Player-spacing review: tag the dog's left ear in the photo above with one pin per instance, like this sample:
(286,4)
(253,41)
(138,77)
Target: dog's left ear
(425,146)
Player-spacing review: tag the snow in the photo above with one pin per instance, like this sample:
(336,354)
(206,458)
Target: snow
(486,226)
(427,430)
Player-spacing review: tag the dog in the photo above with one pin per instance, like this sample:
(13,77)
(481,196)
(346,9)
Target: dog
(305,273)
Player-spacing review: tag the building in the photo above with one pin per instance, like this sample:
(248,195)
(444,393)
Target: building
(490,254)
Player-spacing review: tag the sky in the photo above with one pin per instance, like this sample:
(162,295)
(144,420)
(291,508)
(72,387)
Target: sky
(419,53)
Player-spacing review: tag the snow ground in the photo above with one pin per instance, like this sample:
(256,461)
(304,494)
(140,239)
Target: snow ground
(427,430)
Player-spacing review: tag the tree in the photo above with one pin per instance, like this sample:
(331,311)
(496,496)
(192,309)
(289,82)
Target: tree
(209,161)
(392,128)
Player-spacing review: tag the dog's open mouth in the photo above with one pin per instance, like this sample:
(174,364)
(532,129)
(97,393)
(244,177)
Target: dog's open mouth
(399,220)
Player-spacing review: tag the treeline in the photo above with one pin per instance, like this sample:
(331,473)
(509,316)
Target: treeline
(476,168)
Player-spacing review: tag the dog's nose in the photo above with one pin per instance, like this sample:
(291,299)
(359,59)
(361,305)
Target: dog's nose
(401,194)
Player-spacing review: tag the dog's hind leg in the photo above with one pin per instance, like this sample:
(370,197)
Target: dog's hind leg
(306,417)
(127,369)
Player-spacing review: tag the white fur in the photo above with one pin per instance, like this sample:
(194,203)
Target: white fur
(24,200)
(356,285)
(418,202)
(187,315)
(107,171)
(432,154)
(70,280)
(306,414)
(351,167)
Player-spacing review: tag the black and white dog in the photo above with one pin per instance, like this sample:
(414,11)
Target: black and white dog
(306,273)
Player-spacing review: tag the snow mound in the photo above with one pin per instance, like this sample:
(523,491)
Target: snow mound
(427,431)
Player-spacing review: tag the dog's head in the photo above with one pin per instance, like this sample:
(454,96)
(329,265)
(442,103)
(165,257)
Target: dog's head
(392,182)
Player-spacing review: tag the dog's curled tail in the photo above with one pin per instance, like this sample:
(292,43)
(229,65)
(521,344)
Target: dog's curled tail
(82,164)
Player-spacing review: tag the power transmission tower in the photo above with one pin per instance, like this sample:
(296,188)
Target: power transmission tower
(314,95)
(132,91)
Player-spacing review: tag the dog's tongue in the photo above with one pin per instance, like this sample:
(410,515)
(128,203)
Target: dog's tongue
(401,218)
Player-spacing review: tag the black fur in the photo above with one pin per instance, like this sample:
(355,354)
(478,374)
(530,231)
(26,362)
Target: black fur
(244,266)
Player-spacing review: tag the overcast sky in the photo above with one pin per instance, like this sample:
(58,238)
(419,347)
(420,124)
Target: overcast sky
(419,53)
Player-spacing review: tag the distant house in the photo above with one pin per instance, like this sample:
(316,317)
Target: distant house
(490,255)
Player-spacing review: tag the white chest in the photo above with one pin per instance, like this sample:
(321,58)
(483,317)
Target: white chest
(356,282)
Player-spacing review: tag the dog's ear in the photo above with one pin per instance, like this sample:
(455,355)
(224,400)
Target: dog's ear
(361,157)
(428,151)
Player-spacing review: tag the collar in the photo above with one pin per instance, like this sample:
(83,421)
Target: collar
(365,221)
+---+
● EXERCISE DESCRIPTION: Return all the data exactly as given.

● ANSWER AREA:
Player-spacing review: tag the dog's left ear in the photo above with one pin per instance, like this sample:
(286,4)
(253,41)
(138,77)
Target: dog's left ear
(425,146)
Player-spacing review: tag the snow in the photo above with one pin per instance, like this sample:
(336,354)
(206,458)
Target: snow
(486,226)
(427,430)
Player-spacing review: tag the dog in the photo above with one pin per instance, like this sample:
(13,77)
(481,196)
(346,9)
Target: dog
(305,273)
Player-spacing review: tag the building in the photo above with one pin per instance, like this sample:
(248,195)
(444,393)
Target: building
(490,254)
Player-spacing review: tag the sky in the photo above with one pin per instance, like this sample:
(162,295)
(144,420)
(291,508)
(72,387)
Target: sky
(419,53)
Player-spacing review: tag the snow ground in the photo above with one pin per instance, like this sample:
(256,461)
(304,494)
(140,239)
Target: snow ground
(427,430)
Player-spacing review: tag the tree in the photo above with one pin per instance, like this sample:
(331,311)
(496,496)
(192,309)
(289,82)
Target: tree
(209,161)
(392,128)
Player-spacing review: tag the dog's open mouth in the photo above with one pin per instance, like this sample:
(174,364)
(532,129)
(97,393)
(244,177)
Target: dog's open mouth
(399,220)
Player-spacing review: tag the treeline in the photo above with one pin per instance, like this sample:
(331,473)
(509,316)
Target: treeline
(476,168)
Player-spacing review: tag the dog's nose in the photo above with one pin per instance, like this sample:
(291,299)
(359,59)
(361,305)
Target: dog's nose
(401,194)
Player-spacing review: tag the dog's hind leg in the photo above with one pin per instance, like this sample:
(370,197)
Target: dog's hind leg
(306,417)
(127,369)
Player-spacing review: tag the white fur in the photo above with one pin per instance, like this sample:
(194,203)
Target: white fur
(24,200)
(356,285)
(418,202)
(187,315)
(107,171)
(432,154)
(70,280)
(306,414)
(351,167)
Player-spacing review: tag the black and white dog in the photo above with one pin per instance, like this sample:
(414,11)
Target: black and white dog
(306,273)
Player-spacing review: tag the snow mound in the photo above with one pin per instance, like this sample:
(523,491)
Target: snow mound
(427,431)
Player-spacing review: tag the dog's head in the photo above with one pin per instance, like this sample:
(454,96)
(329,265)
(442,103)
(165,257)
Target: dog's head
(392,182)
Player-spacing review: tag the dog's curled tail in the photo above with one pin per instance, like this sample:
(292,43)
(229,65)
(521,344)
Target: dog's curled tail
(82,164)
Player-spacing review: tag the power transmission tower in the photo above with one pin per instance, like this sample:
(296,188)
Target: power transmission tower
(314,95)
(132,91)
Player-spacing review: tag the dog's tongue in the photo above with one pin per instance, like this sample:
(410,515)
(128,203)
Target: dog's tongue
(401,218)
Player-spacing review: tag the black fur in the photo above with one pin per instance, like this sample:
(355,354)
(478,374)
(530,231)
(26,362)
Target: black fur
(244,266)
Player-spacing review: tag the overcast sky in the photo above with one pin per instance, like this sample:
(58,238)
(419,347)
(420,124)
Target: overcast sky
(419,53)
Player-spacing review: tag the distant house in the photo above with one pin per instance, like this sample:
(316,317)
Target: distant house
(490,255)
Player-spacing review: tag the white chest in the photo above with one pin per instance, like this sample:
(321,58)
(483,317)
Target: white chest
(356,282)
Player-spacing review: tag the dog's ear in the photo above with one pin per instance, like this sample:
(455,355)
(224,400)
Target: dog's ear
(361,157)
(428,151)
Player-spacing review: tag the collar in the photo above with one pin per instance, like this sample:
(83,421)
Target: collar
(365,221)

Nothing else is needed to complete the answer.